--- Start of Extracted material ---

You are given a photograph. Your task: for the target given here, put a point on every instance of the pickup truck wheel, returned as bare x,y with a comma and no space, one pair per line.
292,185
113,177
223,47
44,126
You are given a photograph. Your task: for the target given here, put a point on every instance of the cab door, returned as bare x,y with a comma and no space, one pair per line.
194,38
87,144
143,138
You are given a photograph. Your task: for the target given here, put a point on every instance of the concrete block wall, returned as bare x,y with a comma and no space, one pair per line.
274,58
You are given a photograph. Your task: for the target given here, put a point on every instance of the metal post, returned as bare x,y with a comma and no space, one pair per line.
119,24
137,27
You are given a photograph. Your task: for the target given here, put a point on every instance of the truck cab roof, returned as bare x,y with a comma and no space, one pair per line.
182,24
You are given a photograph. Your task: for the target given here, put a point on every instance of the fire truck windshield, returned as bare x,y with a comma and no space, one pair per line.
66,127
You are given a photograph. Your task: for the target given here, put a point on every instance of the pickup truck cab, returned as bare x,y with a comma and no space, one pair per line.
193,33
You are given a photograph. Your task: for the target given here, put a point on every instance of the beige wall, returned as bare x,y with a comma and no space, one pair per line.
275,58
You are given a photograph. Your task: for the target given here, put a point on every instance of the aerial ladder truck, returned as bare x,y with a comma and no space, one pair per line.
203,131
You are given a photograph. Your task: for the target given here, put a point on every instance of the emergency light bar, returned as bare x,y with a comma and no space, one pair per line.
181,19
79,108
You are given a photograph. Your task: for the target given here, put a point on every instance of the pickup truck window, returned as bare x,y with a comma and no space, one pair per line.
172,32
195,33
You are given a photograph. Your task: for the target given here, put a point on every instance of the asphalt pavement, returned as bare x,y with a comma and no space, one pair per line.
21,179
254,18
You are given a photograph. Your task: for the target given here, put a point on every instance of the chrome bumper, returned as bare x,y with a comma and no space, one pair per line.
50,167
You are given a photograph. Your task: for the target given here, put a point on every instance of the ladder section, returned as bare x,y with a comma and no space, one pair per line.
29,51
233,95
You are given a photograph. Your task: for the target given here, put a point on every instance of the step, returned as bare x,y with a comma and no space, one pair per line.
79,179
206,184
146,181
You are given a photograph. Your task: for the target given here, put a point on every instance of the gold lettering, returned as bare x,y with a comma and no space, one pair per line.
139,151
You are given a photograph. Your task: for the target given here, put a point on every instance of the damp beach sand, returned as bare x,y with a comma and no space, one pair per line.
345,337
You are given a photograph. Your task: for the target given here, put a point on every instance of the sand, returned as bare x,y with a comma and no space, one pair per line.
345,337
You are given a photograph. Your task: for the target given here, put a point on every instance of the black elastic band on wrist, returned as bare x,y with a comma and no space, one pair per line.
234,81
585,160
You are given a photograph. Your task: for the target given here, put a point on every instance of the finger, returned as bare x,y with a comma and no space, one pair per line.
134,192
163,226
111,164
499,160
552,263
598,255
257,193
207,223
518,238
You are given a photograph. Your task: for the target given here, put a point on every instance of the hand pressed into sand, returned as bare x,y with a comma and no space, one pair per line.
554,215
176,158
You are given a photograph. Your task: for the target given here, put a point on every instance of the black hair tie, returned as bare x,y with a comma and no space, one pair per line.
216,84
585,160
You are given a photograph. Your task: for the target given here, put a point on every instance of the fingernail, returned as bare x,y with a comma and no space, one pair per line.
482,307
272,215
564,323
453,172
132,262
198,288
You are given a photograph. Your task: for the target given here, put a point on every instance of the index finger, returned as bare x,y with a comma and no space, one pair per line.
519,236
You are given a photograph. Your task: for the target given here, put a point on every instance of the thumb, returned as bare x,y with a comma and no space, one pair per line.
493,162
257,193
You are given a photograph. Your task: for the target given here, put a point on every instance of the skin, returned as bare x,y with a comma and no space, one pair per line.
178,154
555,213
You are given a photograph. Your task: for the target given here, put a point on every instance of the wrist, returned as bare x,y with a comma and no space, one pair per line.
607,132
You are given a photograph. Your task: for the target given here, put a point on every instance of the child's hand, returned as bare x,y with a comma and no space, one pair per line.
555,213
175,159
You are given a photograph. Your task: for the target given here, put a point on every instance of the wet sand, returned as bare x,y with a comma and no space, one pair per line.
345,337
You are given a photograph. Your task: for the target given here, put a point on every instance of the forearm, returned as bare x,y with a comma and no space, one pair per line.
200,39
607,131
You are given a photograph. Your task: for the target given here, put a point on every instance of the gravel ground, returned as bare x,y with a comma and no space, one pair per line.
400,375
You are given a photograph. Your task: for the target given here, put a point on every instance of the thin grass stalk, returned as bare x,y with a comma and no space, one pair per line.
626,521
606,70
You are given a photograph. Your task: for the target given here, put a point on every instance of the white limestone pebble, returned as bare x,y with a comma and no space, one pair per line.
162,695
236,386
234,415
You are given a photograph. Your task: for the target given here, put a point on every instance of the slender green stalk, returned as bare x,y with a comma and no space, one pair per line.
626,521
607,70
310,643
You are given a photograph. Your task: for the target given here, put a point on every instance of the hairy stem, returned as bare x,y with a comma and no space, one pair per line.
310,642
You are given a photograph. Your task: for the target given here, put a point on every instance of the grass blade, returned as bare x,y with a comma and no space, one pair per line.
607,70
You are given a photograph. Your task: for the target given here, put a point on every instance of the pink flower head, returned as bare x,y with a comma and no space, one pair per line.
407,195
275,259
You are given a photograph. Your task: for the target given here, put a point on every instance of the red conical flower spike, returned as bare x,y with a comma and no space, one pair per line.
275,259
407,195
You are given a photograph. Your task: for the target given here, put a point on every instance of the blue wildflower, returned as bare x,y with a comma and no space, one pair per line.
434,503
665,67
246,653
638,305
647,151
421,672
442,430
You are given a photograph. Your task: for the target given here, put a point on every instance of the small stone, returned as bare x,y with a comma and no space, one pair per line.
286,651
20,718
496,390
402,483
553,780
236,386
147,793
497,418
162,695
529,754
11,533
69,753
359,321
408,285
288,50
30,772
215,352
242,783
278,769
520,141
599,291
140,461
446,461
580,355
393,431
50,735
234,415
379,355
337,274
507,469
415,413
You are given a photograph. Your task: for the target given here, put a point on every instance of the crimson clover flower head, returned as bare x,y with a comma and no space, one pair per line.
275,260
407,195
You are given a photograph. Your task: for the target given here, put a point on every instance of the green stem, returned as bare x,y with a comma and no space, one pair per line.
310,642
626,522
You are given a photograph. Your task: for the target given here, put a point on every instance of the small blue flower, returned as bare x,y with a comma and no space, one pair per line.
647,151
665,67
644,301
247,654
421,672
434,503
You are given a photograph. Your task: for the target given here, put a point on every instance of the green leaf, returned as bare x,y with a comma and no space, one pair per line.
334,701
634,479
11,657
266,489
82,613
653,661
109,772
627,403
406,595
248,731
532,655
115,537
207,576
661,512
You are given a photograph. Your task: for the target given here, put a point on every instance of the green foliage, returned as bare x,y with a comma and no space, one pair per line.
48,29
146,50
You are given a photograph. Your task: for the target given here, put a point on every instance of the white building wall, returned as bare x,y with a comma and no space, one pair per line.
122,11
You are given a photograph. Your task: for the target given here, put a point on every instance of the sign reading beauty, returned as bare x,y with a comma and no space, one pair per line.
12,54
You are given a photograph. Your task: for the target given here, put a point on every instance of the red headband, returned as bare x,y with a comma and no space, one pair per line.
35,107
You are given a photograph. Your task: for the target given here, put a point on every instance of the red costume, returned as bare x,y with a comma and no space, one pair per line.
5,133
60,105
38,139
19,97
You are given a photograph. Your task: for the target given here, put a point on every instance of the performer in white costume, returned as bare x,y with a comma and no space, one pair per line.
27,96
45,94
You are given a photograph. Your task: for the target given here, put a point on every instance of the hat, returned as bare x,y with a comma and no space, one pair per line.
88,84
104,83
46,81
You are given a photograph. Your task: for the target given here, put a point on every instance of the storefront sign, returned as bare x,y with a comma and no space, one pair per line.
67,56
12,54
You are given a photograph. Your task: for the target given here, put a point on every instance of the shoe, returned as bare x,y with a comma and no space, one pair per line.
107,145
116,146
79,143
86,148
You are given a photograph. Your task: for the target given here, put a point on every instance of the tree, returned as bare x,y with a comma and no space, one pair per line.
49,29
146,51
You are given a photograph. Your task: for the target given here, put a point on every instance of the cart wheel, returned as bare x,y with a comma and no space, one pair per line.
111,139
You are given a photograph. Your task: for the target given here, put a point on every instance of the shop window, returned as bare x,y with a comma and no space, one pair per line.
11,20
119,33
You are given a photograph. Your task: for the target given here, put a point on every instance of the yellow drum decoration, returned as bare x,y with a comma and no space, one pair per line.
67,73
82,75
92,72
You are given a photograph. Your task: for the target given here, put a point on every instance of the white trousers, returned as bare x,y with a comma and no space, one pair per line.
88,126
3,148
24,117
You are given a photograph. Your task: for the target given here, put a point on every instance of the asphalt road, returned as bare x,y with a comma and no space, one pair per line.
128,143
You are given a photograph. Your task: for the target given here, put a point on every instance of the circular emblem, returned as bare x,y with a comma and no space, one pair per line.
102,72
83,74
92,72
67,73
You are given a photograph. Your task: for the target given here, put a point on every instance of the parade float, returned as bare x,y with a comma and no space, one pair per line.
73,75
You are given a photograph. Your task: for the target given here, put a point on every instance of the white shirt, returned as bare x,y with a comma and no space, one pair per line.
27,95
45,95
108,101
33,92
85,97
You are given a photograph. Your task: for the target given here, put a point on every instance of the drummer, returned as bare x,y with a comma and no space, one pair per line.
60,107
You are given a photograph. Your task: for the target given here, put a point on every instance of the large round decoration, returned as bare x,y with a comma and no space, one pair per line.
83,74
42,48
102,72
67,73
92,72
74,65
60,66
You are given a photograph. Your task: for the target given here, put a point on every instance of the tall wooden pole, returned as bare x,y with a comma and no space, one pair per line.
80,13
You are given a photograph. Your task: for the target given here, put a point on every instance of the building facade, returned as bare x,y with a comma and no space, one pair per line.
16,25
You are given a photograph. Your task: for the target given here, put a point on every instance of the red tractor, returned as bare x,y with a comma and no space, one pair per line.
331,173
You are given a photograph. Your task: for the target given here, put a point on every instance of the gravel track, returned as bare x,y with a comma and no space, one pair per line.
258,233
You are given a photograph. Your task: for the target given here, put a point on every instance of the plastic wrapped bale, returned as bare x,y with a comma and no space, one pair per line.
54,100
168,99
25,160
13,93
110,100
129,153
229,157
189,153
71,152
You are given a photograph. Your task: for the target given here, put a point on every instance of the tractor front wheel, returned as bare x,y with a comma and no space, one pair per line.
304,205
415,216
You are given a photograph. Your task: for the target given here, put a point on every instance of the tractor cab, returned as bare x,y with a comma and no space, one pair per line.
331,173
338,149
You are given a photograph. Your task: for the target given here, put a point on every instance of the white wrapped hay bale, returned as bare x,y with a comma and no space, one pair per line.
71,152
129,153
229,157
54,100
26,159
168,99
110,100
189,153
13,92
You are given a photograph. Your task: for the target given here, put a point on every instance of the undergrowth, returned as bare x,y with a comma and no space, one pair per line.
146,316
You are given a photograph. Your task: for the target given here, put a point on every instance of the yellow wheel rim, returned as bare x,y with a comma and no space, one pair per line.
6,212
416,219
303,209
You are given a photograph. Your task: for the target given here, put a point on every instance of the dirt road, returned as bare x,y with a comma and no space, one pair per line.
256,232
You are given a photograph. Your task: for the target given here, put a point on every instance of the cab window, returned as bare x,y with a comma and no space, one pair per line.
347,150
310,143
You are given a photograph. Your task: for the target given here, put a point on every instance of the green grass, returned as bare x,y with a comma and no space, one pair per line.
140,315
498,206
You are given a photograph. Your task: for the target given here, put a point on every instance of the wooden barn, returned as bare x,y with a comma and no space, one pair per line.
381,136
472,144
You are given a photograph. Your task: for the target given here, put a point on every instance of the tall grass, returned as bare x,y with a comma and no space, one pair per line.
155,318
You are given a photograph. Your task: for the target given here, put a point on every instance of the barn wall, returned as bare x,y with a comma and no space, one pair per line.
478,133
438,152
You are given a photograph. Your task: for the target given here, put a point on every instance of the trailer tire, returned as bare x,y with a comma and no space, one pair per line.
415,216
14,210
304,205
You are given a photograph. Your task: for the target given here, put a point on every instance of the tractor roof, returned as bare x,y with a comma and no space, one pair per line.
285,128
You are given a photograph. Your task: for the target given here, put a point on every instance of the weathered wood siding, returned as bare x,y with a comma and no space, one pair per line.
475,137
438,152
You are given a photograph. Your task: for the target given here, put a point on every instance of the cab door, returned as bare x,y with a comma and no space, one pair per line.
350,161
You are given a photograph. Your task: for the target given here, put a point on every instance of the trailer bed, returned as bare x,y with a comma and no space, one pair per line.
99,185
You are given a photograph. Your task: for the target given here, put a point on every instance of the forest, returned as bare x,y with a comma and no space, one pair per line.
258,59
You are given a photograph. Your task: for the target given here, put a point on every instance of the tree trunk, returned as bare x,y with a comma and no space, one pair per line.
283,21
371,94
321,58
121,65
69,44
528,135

--- End of Extracted material ---

*Problem description*. Output the line containing "green grass, returned" and all lines after it to the end of the records, exactly as given.

*Exercise solution*.
You are given a photograph. Your task: for the target given here, put a point on every instance of the green grass, returned as bare x,y with a comma and no space, one pair per line.
140,315
498,206
You are given a photograph. Your task: for the target given here, put a point on every instance of the wooden barn, returned as bare x,y with a comma and no space, one pair per line.
381,136
472,144
You are given a photograph. Your task: for the target given here, put a point on every instance of the tall grass, returned as bare x,y with a comma and no space, one pair per line.
155,318
You are given a photograph. Your task: for the target given here, put a point on every instance of the barn wall, returned as bare x,y with a comma and no space, one pair per line.
478,133
438,152
You are given a photograph. Your task: for the target given here, put a point on every instance of the trailer tire, returned as bare x,y with a comma and no space, one pair per line.
415,216
14,210
304,205
You are given a photograph. Your task: for the target given here, put a point on every instance of the tractor roof, returned as bare x,y with a comma and no space, one pair per line.
285,128
You are given a photograph. Your task: for the target given here, put a point on every instance of the weathered wood siding, returned as bare x,y with a comma and no space, one pair per line.
475,137
438,152
You are given a photograph. Your task: for the target given here, put a point on every instance of the cab door, returned as bare x,y with a comma and no space, one pair per line.
350,161
You are given a photograph. Your task: for the target given here, put a point on every instance of the trailer bed, returned as bare x,y with a comma and no space, one pair per line.
99,185
You are given a photograph. Your task: for the target given here, put a point on every instance of the forest, returned as bare x,y with a comma and no space, one pair per line.
258,59
You are given a photograph. Your task: for the target given here, put a point on every instance of the tree trunk, returned as bare x,y with a comma and no space, one pair per line.
283,21
371,94
321,58
121,65
69,44
528,135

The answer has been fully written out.